* **ASSIGNED TASK**
Convert every line of the data below into a Markdown table with the columns Row and Line, numbering the rows in order and skipping any blank lines.

* **DATA FOR REVIEW**

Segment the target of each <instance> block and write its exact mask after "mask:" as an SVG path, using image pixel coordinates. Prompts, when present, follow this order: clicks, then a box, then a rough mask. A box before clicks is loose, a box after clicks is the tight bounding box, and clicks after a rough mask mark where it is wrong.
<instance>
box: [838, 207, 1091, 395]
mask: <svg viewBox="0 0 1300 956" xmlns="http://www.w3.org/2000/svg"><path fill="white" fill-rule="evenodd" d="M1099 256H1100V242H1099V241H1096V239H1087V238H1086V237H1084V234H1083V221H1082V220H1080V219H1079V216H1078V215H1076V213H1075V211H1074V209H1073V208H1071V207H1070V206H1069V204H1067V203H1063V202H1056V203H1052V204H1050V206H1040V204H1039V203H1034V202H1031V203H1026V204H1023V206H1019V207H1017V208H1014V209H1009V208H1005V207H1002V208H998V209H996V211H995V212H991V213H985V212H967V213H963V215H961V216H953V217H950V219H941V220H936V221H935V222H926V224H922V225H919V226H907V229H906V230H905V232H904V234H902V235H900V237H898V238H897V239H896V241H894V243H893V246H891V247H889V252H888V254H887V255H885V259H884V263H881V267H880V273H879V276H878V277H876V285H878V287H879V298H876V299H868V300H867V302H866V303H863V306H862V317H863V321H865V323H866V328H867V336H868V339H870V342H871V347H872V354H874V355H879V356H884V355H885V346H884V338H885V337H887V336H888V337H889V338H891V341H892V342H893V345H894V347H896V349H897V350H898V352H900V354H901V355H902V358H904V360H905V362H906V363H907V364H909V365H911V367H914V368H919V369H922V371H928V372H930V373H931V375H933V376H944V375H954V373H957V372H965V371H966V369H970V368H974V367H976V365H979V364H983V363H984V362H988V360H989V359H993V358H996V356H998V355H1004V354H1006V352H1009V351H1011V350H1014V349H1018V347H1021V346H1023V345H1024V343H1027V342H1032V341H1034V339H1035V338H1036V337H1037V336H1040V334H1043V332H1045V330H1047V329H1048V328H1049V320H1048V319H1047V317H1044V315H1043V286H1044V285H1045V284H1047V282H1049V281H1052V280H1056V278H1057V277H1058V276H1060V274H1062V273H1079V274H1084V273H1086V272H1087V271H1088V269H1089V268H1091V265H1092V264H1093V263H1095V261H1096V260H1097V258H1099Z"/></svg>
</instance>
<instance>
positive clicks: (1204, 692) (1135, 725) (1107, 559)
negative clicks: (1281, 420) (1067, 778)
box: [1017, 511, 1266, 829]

* **RESULT FOR THIS TASK**
| Row | Line |
|---|---|
| 1 | Segment the target of each <instance> block and write its exact mask after "mask:" as an SVG path, using image pixel coordinates. Prompts, when present, follow this order: clicks, then a box, then a rough mask. A box before clicks is loose, a box after clicks is the tight bounding box, and clicks after a rough mask mark where it is wrong. |
| 2 | <instance> |
| 3 | box: [838, 207, 1091, 395] |
| 4 | mask: <svg viewBox="0 0 1300 956" xmlns="http://www.w3.org/2000/svg"><path fill="white" fill-rule="evenodd" d="M1099 256H1100V242H1099V241H1096V239H1087V238H1086V237H1084V234H1083V221H1082V220H1080V219H1079V216H1078V215H1076V213H1075V211H1074V209H1073V208H1071V207H1070V206H1069V204H1067V203H1063V202H1056V203H1052V204H1050V206H1040V204H1039V203H1034V202H1031V203H1026V204H1023V206H1019V207H1017V208H1014V209H1009V208H1005V207H1002V208H998V209H996V211H995V212H991V213H985V212H967V213H963V215H961V216H953V217H950V219H941V220H936V221H935V222H926V224H922V225H919V226H907V229H906V230H905V232H904V234H902V235H900V237H898V238H897V239H896V241H894V243H893V246H891V247H889V252H888V254H887V255H885V259H884V263H881V267H880V273H879V276H878V277H876V285H878V287H879V298H876V299H868V300H867V302H866V303H863V306H862V317H863V321H865V323H866V328H867V336H868V339H870V342H871V347H872V354H874V355H879V356H884V355H885V346H884V338H885V337H887V336H888V337H889V338H891V341H892V342H893V345H894V347H896V349H897V350H898V352H900V354H901V355H902V358H904V360H905V362H906V363H907V364H909V365H911V367H914V368H919V369H922V371H928V372H930V373H931V375H933V376H944V375H954V373H957V372H965V371H966V369H970V368H974V367H976V365H979V364H983V363H984V362H988V360H989V359H993V358H996V356H998V355H1004V354H1006V352H1009V351H1011V350H1014V349H1018V347H1021V346H1023V345H1024V343H1027V342H1032V341H1034V339H1035V338H1036V337H1037V336H1040V334H1043V332H1045V330H1047V329H1048V328H1049V320H1048V319H1047V317H1044V315H1043V286H1044V285H1045V284H1047V282H1049V281H1052V280H1056V278H1057V277H1058V276H1060V274H1062V273H1079V274H1084V273H1086V272H1087V271H1088V269H1089V268H1091V265H1092V264H1093V263H1095V261H1096V260H1097V258H1099Z"/></svg> |
| 5 | </instance> |
| 6 | <instance> |
| 7 | positive clicks: (1204, 692) (1135, 725) (1107, 559) |
| 8 | negative clicks: (1281, 420) (1067, 778) |
| 9 | box: [1017, 511, 1266, 829] |